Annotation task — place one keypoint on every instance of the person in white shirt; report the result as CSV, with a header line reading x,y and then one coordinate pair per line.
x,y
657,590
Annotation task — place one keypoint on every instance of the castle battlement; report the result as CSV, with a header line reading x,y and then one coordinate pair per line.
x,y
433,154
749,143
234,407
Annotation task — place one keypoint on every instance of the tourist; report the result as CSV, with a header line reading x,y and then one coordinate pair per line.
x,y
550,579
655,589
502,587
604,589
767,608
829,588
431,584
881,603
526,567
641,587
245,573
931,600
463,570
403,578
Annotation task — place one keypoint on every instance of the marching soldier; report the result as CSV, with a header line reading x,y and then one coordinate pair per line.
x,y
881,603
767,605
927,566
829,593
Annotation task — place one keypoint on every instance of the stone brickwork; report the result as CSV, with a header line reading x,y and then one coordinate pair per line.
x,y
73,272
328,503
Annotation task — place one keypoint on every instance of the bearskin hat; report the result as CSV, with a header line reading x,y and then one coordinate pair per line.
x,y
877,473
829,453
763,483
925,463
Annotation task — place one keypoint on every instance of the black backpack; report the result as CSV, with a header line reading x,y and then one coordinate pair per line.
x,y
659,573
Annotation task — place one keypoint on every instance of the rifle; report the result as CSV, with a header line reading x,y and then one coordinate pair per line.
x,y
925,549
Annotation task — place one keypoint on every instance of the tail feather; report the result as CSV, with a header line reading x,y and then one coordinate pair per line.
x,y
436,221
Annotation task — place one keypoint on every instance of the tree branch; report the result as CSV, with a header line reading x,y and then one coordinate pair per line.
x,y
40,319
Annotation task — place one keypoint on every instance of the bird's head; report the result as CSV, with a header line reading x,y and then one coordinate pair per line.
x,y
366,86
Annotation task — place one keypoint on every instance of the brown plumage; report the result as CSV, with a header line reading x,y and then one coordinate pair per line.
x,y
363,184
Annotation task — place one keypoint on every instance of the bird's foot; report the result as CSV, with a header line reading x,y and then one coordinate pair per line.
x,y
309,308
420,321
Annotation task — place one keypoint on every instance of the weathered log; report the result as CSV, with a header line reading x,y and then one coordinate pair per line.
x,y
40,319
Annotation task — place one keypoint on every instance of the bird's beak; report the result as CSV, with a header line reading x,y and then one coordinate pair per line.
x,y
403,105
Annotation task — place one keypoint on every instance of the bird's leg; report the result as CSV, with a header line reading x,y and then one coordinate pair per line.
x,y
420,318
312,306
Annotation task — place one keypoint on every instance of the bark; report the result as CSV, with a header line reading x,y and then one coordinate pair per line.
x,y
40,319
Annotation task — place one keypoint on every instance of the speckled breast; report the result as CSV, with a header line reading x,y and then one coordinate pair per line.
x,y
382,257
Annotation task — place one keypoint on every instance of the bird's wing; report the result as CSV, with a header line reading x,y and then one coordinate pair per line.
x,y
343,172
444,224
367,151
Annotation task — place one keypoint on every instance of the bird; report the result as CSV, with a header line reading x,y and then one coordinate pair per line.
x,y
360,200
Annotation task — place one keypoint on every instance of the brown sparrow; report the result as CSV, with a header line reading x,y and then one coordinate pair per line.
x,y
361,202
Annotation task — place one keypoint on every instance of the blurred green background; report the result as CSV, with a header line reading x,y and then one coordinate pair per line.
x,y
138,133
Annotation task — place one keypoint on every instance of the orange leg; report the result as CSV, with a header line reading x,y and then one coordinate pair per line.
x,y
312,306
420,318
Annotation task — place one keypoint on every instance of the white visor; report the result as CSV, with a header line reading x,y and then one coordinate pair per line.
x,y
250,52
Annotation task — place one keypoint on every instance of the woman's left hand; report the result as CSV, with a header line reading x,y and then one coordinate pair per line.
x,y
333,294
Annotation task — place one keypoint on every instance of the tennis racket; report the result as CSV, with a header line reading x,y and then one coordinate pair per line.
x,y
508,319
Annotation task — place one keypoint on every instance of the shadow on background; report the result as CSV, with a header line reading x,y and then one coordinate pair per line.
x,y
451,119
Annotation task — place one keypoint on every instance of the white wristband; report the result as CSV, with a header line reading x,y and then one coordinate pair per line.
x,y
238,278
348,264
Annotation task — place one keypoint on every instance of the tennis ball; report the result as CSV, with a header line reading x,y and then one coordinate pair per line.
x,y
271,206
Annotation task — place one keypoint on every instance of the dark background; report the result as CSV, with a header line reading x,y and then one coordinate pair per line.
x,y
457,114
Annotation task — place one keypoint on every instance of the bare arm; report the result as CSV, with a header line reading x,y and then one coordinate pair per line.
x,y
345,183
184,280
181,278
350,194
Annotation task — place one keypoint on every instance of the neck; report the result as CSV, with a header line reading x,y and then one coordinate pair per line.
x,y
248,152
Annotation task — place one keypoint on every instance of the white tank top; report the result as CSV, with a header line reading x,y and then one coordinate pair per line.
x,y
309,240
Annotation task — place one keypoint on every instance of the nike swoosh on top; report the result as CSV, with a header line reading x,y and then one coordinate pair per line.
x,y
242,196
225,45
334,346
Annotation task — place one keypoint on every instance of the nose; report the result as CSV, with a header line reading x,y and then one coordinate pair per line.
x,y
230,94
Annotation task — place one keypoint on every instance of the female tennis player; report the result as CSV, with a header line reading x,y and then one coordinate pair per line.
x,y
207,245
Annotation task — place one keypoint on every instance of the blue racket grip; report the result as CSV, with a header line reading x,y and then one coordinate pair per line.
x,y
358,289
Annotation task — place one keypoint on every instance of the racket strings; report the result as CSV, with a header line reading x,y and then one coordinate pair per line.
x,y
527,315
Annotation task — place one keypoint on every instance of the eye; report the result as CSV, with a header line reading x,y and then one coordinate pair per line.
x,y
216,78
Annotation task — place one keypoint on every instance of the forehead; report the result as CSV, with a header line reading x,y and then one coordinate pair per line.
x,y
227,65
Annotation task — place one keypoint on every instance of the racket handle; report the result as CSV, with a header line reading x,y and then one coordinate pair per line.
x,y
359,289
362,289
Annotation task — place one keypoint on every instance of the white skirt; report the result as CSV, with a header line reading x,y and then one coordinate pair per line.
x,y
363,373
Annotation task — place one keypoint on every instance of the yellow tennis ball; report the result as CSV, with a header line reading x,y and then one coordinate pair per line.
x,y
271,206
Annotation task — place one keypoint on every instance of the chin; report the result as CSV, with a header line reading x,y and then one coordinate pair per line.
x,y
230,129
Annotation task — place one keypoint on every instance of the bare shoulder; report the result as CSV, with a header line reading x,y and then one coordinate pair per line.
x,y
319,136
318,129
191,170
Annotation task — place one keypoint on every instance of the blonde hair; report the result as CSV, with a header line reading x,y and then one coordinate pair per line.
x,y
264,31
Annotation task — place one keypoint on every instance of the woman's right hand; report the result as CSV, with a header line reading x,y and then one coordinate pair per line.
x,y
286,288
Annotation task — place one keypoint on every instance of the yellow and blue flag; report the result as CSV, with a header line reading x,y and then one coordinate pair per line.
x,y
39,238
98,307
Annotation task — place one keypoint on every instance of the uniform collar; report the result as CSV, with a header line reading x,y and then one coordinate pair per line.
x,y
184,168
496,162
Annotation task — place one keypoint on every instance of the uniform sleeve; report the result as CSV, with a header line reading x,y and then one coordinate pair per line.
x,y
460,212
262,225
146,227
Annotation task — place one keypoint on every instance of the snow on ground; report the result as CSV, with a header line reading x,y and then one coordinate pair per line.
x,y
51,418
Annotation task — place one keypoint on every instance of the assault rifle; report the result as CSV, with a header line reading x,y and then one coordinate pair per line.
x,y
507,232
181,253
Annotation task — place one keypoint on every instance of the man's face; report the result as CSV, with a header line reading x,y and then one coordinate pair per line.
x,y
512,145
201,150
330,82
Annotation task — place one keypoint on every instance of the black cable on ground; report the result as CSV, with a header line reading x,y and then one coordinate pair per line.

Problem description:
Revise the stretch from the row containing "of the assault" through the end of the rows so that "keypoint" becomes "marker", leaving everything else as it stands.

Response to the exercise:
Annotation task — place one marker on every instance of the assault rifle; report the result as CSV, with a header line reading x,y and then one coordinate pair per line.
x,y
507,232
181,253
Annotation task — place one marker on every instance of the man's face; report the result as CSV, with a header line reading x,y and then one coordinate pair per line.
x,y
512,145
201,150
330,82
Annotation task — place one marker on every instance of the black cable on ground; report the result as CSV, with a header line reading x,y and then one coordinate pair per line.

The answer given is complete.